§ What you have to do
In each of the entries below, substitute "aerial image" for every occurrence of "photograph" and leave all other text unchanged. Reproduce the revised entries without the pictures.

(begin)

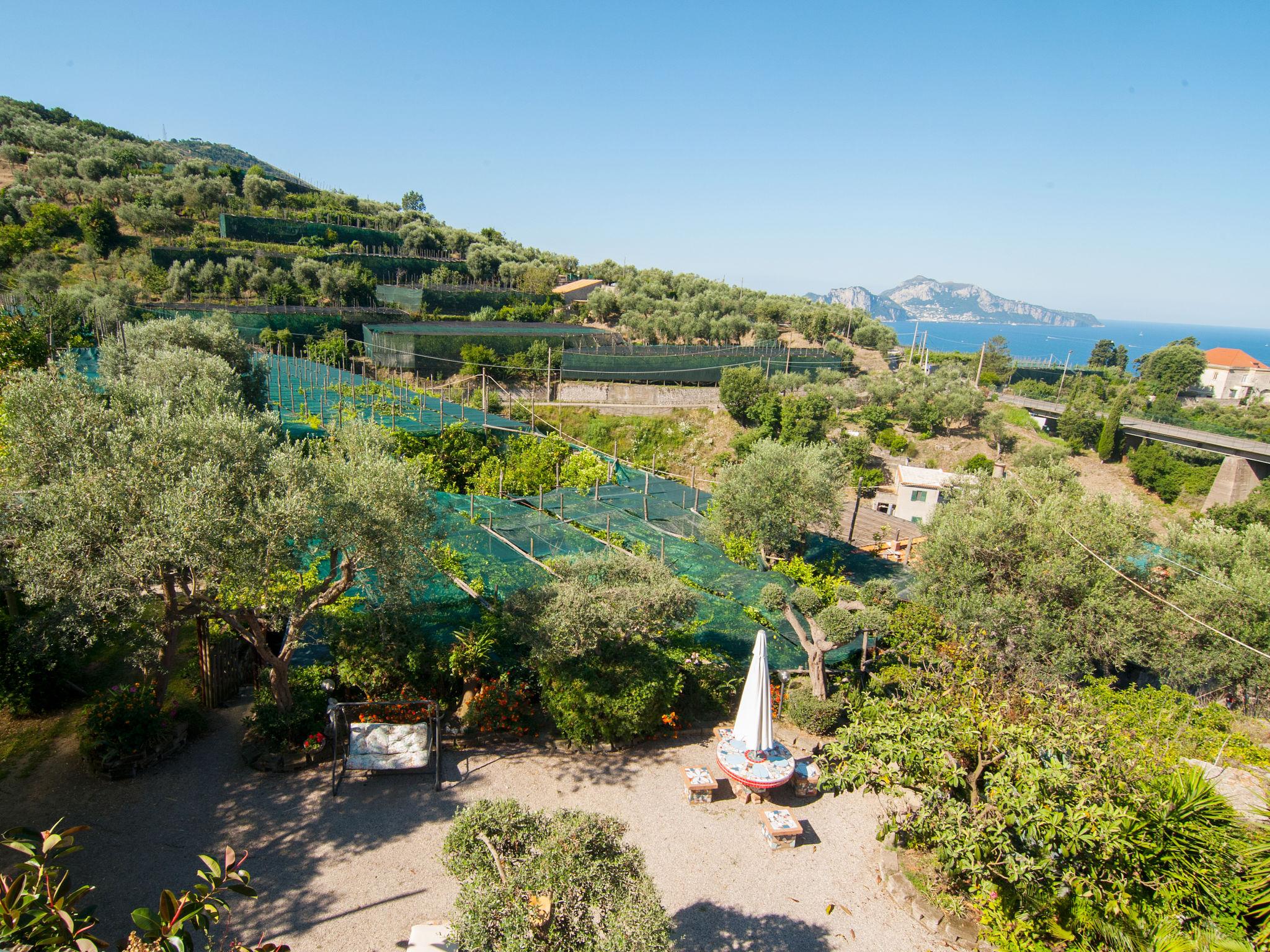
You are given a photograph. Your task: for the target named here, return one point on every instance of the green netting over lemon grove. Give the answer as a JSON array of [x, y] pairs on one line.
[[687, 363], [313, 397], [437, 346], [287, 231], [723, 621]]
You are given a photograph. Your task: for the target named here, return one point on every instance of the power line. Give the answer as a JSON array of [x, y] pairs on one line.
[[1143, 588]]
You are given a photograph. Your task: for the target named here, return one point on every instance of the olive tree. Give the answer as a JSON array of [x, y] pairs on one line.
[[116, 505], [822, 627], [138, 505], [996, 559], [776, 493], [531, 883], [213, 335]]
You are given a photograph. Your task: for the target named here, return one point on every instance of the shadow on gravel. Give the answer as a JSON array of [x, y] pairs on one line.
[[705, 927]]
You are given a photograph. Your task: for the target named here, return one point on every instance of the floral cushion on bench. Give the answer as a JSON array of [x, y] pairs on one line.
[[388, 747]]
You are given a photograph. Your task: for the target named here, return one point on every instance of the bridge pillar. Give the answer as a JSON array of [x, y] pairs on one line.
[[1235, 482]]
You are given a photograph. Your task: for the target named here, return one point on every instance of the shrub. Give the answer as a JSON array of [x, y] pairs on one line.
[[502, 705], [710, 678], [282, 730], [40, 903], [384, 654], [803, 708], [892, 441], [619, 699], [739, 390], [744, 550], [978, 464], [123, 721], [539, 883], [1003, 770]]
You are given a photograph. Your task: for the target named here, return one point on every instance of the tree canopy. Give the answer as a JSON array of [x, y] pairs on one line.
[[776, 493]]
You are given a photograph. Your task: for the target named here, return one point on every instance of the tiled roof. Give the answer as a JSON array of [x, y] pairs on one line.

(end)

§ Problem solution
You are given a aerial image. Your task: for the target named here, return one point on every instance of the green netting over lemon grove. Give the answer as a JSON array of [x, y] pairs on one line.
[[687, 363], [313, 397], [437, 346], [287, 231], [723, 621]]
You are given a aerial image. Your task: for the target named here, return one point on every instance of the power line. Give the answer as a JSON array of [x, y] pairs on one line.
[[1143, 588]]
You are given a aerial image. Your task: for the target named here, return one point on every instance of the olive tree. Give the answer as a JSON array of [x, y] pairs on one line.
[[116, 505], [822, 627], [138, 505], [996, 559], [776, 493], [531, 883], [213, 335]]
You are given a aerial image. Your task: for the target named here, return one point on every instance of the shadow on gravel. Give the answer as a JSON array of [x, y] pairs on one line.
[[705, 927]]
You are given a aerial image. Your task: for the target named here, return one point on every instance of the floral cushion on bench. Give the answer as a JSON array of [x, y] pairs on one line.
[[388, 747]]
You are given a aerial image. Your task: for the target named here, return one point on every instance of the bridge pillar. Give the answer as a JSON array of [x, y] pairs on one line.
[[1235, 482]]
You are given a aerial image. Your task: for the target named here, return one point on every instance of the shrub. Give the answer as a JSON array of [x, y] pairs on one line.
[[502, 705], [710, 678], [282, 730], [40, 903], [384, 654], [803, 708], [892, 441], [619, 699], [739, 390], [744, 550], [978, 464], [123, 721], [539, 883], [1003, 770]]
You are given a aerial image. Your task: for the target named here, return one point on every instance of the tree canopy. Give the answer as a JSON array of [x, y] pairs on one line.
[[776, 493]]
You are given a aerial image. Your task: for the target named here, return one point on every instance of the tiled roof. Give the answer as a JSON array of [x, y] pairs on one line.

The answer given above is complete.